I currently have a i7 4970k and i worked out for another extra £50 (after selling items) i can upgrade to ddr 4 ram 16gb but with my budget being a student and all i will have to get an i5 6600k which is next generation to my current chip.

I only use my pc for gaming such as Witcher 3, bf4, wow and soon to come bf1.

Question is for a £50 difference i really want to upgrade to 1151 and ddr4 but im worried about the i7 4970k to i5 6600k? If the difference is identical in gaming performance i dont mind...

Thanks in advance.
 
It might be a small upgrade or a (slightly larger) downgrade depending on the game, overclocks, etc.

I wouldn't do it just for the faff though tbh.
 
Two games the op mentions, (bf4 and bf1) will run slightly better on the 4790k. Bf3/4 both make use of extra cores/threads so id expect bf1 to be the same.
 
As mentioned it's going backwards. A 4790k is still one of the best gaming chips available, Aren't we expecting the additional threads to come into play more with the newer api's? That's what I'm expecting.
 
As mentioned it's going backwards. A 4790k is still one of the best gaming chips available, Aren't we expecting the additional threads to come into play more with the newer api's? That's what I'm expecting.

The effect of hyperthreading has always been unpredictable. Basically it's useful to smooth out stalls from other components, especially I/O. See this for a much more technical explanation http://stackoverflow.com/a/22336602

For high performance codes, i.e. when you're pretty sure to be CPU or memory limited, it usually slows things down. The common exception is Cinebench, which some say might be due to the overheads in decomposing the workload being smoothed out by using extra threads. (See https://www.pugetsystems.com/labs/hpc/Hyper-Threading-may-be-Killing-your-Parallel-Performance-578/)

In games it's still quite rare for hyperthreading to improve performance, simply because the GPU is usually the bottleneck. The anandtech bench chart for 6600K vs 6700K is very good in that it shows averages, minimums, and some '% frames over 16 ms' for several games on several GPUs with and without multi-GPU:

http://www.anandtech.com/bench/product/1544?vs=1543

Even bearing in mind the i7 is 500 MHz faster than the i5 in this case, there are only a couple of benchmarks that show the i7 offering a small improvement (IMO). These are

Shadow of Mordor on 2x MSI R9 290X Gaming LE 4GB ($380) [Minimum FPS]

and maybe

Grand Theft Auto V on ASUS GTX 980 Strix 4GB ($560) [Under 60 FPS]

i.e. the minimums with crossfire are better on the i7, and the frame times are more consistent with a 980 on the i7.

++++++

Job a →
Answer these questions about the CPU upgrade thread:
(i) Which games does the person asking about the upgrade play?
(ii) How much faster is the i7 than the i5 in the anandtech comparison?
(iii) Which benchmark is named as the common exception where hyperthreading helps high-performance codes?

++++++

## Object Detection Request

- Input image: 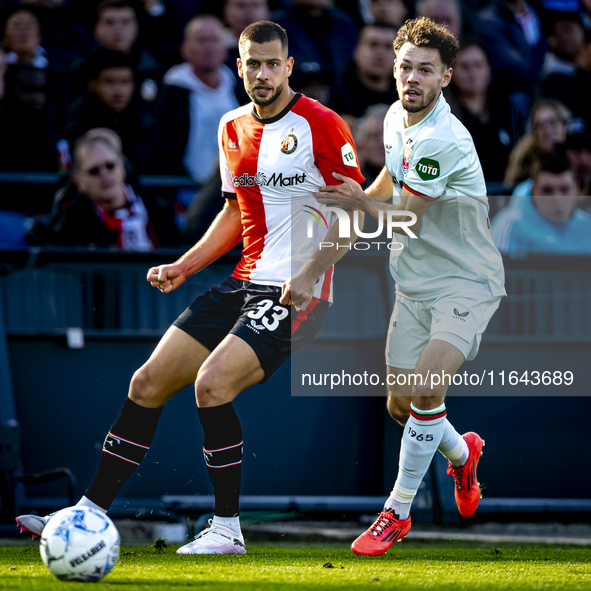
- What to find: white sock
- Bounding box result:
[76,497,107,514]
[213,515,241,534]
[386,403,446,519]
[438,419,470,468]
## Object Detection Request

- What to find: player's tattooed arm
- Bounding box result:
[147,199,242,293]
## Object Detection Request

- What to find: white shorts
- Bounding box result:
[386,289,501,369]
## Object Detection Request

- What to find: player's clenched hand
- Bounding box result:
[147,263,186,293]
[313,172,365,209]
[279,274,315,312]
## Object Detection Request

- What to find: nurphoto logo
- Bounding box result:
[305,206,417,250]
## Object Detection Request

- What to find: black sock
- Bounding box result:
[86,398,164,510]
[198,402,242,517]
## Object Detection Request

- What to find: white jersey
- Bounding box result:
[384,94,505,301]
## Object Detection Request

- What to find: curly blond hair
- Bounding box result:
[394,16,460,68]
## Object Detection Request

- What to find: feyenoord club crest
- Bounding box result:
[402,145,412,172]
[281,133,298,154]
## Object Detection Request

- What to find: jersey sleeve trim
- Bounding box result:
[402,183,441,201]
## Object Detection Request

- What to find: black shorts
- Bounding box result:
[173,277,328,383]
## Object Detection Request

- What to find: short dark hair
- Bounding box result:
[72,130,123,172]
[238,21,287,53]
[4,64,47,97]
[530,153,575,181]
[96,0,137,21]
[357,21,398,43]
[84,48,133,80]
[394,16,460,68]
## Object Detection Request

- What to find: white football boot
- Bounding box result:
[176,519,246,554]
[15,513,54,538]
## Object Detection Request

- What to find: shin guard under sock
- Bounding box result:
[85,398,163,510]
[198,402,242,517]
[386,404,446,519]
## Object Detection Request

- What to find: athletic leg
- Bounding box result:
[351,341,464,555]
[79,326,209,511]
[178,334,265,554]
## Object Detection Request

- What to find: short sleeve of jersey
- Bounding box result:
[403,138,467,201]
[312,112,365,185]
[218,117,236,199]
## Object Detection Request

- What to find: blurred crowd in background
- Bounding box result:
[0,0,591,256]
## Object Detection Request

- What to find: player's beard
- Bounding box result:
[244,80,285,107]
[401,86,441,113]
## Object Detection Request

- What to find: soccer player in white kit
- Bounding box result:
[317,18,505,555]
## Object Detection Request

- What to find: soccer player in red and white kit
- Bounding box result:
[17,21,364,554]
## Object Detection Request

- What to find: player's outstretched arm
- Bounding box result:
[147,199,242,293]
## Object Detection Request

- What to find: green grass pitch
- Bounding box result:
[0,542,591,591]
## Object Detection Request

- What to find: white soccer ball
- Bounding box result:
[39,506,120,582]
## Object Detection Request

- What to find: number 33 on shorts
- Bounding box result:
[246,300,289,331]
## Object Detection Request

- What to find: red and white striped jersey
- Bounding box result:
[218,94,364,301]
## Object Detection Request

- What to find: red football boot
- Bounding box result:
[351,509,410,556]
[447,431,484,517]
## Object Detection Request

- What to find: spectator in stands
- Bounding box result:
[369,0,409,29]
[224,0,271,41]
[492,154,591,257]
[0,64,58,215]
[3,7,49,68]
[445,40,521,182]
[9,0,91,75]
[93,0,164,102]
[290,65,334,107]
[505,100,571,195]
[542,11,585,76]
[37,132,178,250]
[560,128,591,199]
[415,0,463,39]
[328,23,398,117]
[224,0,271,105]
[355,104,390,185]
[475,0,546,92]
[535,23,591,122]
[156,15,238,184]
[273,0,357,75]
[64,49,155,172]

++++++

Job b → Copy the rows above. Start at the first row and continue through the line containing "[402,183,441,201]", including both ends. Leave out the pictures.

Task answer a →
(i) Witcher 3, bf4, wow, and soon bf1.
(ii) 500 MHz.
(iii) Cinebench.

Task answer b →
## Object Detection Request

- Input image: 
- What to find: white sock
- Bounding box result:
[76,497,107,514]
[213,515,241,534]
[386,403,446,519]
[438,419,470,468]
## Object Detection Request

- What to find: player's tattooed arm
- Bounding box result:
[147,199,242,293]
## Object Detection Request

- What to find: white shorts
- Bounding box result:
[386,289,501,369]
## Object Detection Request

- What to find: player's clenched hand
- Bounding box result:
[147,263,186,293]
[313,172,365,209]
[279,274,315,312]
## Object Detection Request

- What to find: nurphoto logo
- Bounding box result:
[305,206,417,250]
## Object Detection Request

- What to find: black sock
- Bounding box result:
[86,398,164,510]
[198,402,242,517]
## Object Detection Request

- What to find: white jersey
- Bounding box result:
[384,94,505,301]
## Object Detection Request

- What to find: curly blond hair
- Bounding box result:
[394,16,460,68]
## Object Detection Request

- What to find: feyenoord club crest
- Bounding box result:
[402,145,412,172]
[281,133,298,154]
## Object Detection Request

- What to find: jersey sleeve trim
- Bounding box result:
[402,183,441,201]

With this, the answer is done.